= Sarah Gordon (computer scientist) =

Computer security researcher

Sarah Gordon is a computer security researcher, responsible for early scientific and academic work on virus writers, hackers, and social issues in computing. She was among the first computer scientists to propose a multidisciplinary approach to computer security. Known primarily for early work on the relationship between people and computers, much of her original technical research was published or presented between the late 1980s and mid-1990s. She continues to publish in the field of Artificial Intelligence, with current work focusing on the ethical implications of AI technologies, testing and evaluation of AI systems, and the risks of emotional mimicry in human–AI interaction. Her recent publications include the book Built to Be Believed (Leanpub, 2024) and the article "Built to Be Believed" (Virus Bulletin, August 2025).

Two of the first "concept viruses" for Microsoft products were discovered by Gordon, refuting the common belief that it was impossible to contract a virus via email and demonstrating the vulnerability of Microsoft Word to macro viruses in 1995. She also wrote the first report on Linux viruses in the wild. She is known for inventing the term "vX" to refer to Virus Exchange. Gordon has always been fascinated with linguistics, and has introduced several other terms into the computer lexicon, including "trigger foot" and "meaningfulness".

Gordon was appointed to the computer science graduate faculty of the Florida Institute of Technology in 2004. Although she has worked for several computer security companies, including Dr. Solomon's Software, Command Software, IBM Research, and Symantec Corporation, her work has continued to be primarily academic. Gordon is an alumnus of Indiana University South Bend, where she obtained a Bachelor of Science degree in 1997. She has a master's degree in Human Behaviour and Professional Counseling, and a Ph.D in Computer Science from Middlesex University.

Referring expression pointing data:
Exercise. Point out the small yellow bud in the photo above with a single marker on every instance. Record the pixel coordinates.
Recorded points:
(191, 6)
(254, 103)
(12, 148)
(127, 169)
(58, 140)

• Set of tasks
- a) In the Sarah Gordon biography, copy everything from "Gordon was appointed" down to "from Middlesex University.", switching "graduate faculty" to "research faculty".
- b) Please decide whether each statement below agrees with the Sarah Gordon biography, answering yes or no and quoting the words that settle it.
(i) Gordon joined the Florida Institute of Technology's computer science graduate faculty in 2004.
(ii) Gordon earned her Ph.D at Indiana University South Bend.
(iii) Gordon wrote the first report on Linux viruses in the wild.
- c) Answer these questions from the Sarah Gordon biography:
(i) In what year did Gordon demonstrate the vulnerability of Microsoft Word to macro viruses?
(ii) Which publisher released her book Built to Be Believed?
(iii) What degree did she obtain from Indiana University South Bend, and in what year?

• Answers provided
- a)
Gordon was appointed to the computer science research faculty of the Florida Institute of Technology in 2004. Although she has worked for several computer security companies, including Dr. Solomon's Software, Command Software, IBM Research, and Symantec Corporation, her work has continued to be primarily academic. Gordon is an alumnus of Indiana University South Bend, where she obtained a Bachelor of Science degree in 1997. She has a master's degree in Human Behaviour and Professional Counseling, and a Ph.D in Computer Science from Middlesex University.

- b)
(i) Yes: "Gordon was appointed to the computer science graduate faculty of the Florida Institute of Technology in 2004."
(ii) No: "a Ph.D in Computer Science from Middlesex University."
(iii) Yes: "She also wrote the first report on Linux viruses in the wild."

- c)
(i) 1995
(ii) Leanpub
(iii) A Bachelor of Science degree, in 1997